- [Task requirements]: Once you have read the entries below, repeat all of them exactly.

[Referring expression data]
*****

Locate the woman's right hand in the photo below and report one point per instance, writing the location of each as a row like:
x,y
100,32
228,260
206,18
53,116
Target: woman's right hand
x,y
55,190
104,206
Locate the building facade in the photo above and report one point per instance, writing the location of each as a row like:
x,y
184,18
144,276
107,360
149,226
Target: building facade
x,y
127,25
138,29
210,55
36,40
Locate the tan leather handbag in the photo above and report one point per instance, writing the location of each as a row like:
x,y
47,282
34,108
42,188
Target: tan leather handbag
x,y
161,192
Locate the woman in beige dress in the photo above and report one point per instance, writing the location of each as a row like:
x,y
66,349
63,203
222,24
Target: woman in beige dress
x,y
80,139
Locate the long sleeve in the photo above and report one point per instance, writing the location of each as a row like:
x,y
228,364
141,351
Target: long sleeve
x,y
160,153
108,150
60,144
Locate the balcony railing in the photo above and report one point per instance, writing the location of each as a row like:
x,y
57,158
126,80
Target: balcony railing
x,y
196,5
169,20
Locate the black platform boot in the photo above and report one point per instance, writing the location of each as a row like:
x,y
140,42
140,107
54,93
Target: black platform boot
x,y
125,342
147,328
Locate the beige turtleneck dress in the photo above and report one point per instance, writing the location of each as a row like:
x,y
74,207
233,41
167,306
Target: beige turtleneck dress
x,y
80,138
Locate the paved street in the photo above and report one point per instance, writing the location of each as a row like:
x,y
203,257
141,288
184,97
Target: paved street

*****

- [Exercise response]:
Locate the woman's right hand in the photo below and report one point per instance, writing the location of each as a row like:
x,y
100,32
228,260
206,18
53,116
Target: woman's right hand
x,y
55,190
104,206
Locate the building facade in the photo above and report one point per instance, writing the location of each as a row like:
x,y
184,18
144,276
107,360
149,226
Target: building facade
x,y
127,25
138,29
210,55
36,40
Locate the tan leather handbag in the photo above and report one point per instance, writing the location of each as a row like:
x,y
47,282
34,108
42,188
Target: tan leather handbag
x,y
161,192
Locate the woman in beige dress in the photo above and report one point per instance, writing the location of each as a row like:
x,y
66,349
63,203
222,24
Target: woman in beige dress
x,y
80,139
Locate the long sleeve in the photo above and report one point per instance, writing the location of each as a row like:
x,y
228,364
141,351
Target: long sleeve
x,y
160,153
108,150
60,144
Locate the balcony railing in the photo above and report one point per instance, writing the location of each as a row like:
x,y
57,158
126,80
Target: balcony railing
x,y
196,5
169,20
Locate the black platform boot in the photo above and report one point per instance, writing the location of each as a row like:
x,y
140,42
140,107
54,93
Target: black platform boot
x,y
125,342
147,328
Locate the beige turtleneck dress in the photo above and report one point per instance, writing the location of each as a row like:
x,y
74,207
233,41
167,306
Target: beige turtleneck dress
x,y
80,138
Locate the paved street in the photo above and report one point per instance, writing the location of each as a row like:
x,y
203,257
141,288
184,97
Target: paved street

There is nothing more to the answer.